▶ [WHAT THE TASK ASKS] Rewrite the data from the start through the line containing "[(177, 137)]", changing "honey bee" to "honeybee" and leaving everything else as it is.

▶ [DATA SHOWN]
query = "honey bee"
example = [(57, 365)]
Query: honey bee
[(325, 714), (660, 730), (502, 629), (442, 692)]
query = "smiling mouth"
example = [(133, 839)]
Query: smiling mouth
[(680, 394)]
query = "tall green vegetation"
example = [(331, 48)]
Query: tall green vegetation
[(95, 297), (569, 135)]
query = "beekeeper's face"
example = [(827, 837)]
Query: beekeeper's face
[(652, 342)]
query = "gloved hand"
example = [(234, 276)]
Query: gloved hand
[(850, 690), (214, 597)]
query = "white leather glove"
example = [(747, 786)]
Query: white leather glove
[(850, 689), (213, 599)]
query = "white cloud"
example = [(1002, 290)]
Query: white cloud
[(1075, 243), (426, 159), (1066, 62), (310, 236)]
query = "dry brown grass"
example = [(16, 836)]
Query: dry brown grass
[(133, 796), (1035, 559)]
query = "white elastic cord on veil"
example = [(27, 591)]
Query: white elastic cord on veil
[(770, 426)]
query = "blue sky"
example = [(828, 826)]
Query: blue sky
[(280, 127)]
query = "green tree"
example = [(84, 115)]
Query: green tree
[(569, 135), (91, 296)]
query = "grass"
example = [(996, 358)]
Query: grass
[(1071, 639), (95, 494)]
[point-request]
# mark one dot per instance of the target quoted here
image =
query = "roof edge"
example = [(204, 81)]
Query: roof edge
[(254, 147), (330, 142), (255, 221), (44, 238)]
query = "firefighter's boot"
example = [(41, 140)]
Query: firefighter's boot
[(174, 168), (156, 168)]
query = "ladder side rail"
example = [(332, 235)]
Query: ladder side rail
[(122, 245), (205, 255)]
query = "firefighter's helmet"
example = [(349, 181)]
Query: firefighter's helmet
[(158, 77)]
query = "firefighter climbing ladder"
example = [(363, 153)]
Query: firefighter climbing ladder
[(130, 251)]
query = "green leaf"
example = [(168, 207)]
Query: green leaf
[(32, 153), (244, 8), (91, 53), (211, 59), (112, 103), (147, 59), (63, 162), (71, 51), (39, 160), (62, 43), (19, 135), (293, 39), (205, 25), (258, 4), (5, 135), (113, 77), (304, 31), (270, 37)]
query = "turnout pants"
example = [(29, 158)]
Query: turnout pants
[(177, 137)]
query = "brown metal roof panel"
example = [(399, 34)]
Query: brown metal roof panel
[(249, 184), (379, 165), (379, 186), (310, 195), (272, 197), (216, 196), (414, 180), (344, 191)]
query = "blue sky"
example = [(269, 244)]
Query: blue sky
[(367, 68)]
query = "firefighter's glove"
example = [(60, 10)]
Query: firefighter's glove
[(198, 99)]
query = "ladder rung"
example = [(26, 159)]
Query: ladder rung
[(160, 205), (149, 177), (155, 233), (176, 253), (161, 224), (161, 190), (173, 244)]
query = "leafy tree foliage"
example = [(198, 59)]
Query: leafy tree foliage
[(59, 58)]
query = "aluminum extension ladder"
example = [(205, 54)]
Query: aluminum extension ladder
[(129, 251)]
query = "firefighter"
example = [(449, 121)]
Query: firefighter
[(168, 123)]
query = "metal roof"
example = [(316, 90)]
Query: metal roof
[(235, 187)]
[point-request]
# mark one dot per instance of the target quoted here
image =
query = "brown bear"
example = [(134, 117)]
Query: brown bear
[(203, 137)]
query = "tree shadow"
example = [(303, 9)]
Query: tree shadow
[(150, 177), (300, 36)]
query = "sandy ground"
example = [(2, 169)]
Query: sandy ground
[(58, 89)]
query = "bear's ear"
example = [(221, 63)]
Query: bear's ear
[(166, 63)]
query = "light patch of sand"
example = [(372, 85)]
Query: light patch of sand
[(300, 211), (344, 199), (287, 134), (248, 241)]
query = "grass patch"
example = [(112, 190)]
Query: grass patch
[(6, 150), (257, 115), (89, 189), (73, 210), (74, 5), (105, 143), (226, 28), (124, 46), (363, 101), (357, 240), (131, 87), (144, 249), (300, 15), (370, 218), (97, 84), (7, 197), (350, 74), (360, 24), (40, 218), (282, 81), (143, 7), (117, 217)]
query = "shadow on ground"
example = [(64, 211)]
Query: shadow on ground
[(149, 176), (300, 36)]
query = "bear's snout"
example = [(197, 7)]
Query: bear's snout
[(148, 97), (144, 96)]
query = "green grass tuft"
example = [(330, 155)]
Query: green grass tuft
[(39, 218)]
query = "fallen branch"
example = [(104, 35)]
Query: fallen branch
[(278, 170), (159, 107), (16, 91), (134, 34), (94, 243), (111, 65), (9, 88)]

▶ [RESULT OF THE TASK]
query = "honeybee"
example = [(57, 365)]
Query: honeybee
[(325, 714), (660, 730), (502, 629), (442, 692)]
query = "smiling mouth"
example = [(133, 839)]
Query: smiling mouth
[(680, 394)]
query = "tall green vegetation"
example = [(331, 48)]
Query: tall green vegetation
[(95, 297), (569, 135)]
query = "beekeeper's face"
example = [(827, 837)]
Query: beekeeper's face
[(652, 342)]
query = "gloved hand"
example = [(234, 276)]
Query: gloved hand
[(850, 690), (214, 597)]
query = "white leather glove"
example = [(747, 786)]
Query: white leather glove
[(850, 689), (213, 599)]
query = "white cloud"
example = [(1002, 290)]
Query: white cloud
[(1075, 243), (426, 159), (1066, 62), (310, 236)]
query = "dry brown grass"
example = [(16, 836)]
Query: dry brown grass
[(133, 796), (1035, 559)]
query = "white elastic cord on veil"
example = [(27, 591)]
Query: white elastic cord on veil
[(770, 426)]
query = "blue sky"
example = [(828, 826)]
Query: blue sky
[(280, 127)]
query = "green tree"
example = [(84, 115)]
Query: green tree
[(569, 135), (91, 296)]
query = "grass"
example = [(996, 358)]
Query: grass
[(1071, 639), (95, 494)]
[point-request]
# mark one dot per instance of the target quoted here
image =
query = "roof edge"
example = [(204, 81)]
Query: roof edge
[(254, 147), (330, 142), (255, 221), (44, 238)]
query = "firefighter's boot"
example = [(41, 140)]
Query: firefighter's boot
[(174, 168), (156, 168)]
query = "ladder side rail"
example = [(332, 235)]
Query: ladder side rail
[(122, 245), (205, 255)]
query = "firefighter's helmet"
example = [(349, 181)]
Query: firefighter's helmet
[(158, 77)]
query = "firefighter climbing ladder"
example = [(363, 153)]
Query: firefighter climbing ladder
[(130, 251)]
query = "green leaf"
example = [(168, 207)]
Query: green leaf
[(32, 153), (244, 8), (91, 53), (211, 59), (112, 103), (147, 59), (63, 162), (71, 51), (39, 160), (62, 43), (19, 135), (293, 39), (205, 25), (258, 4), (5, 135), (113, 77), (304, 31), (270, 37)]
query = "turnout pants"
example = [(29, 158)]
Query: turnout pants
[(177, 137)]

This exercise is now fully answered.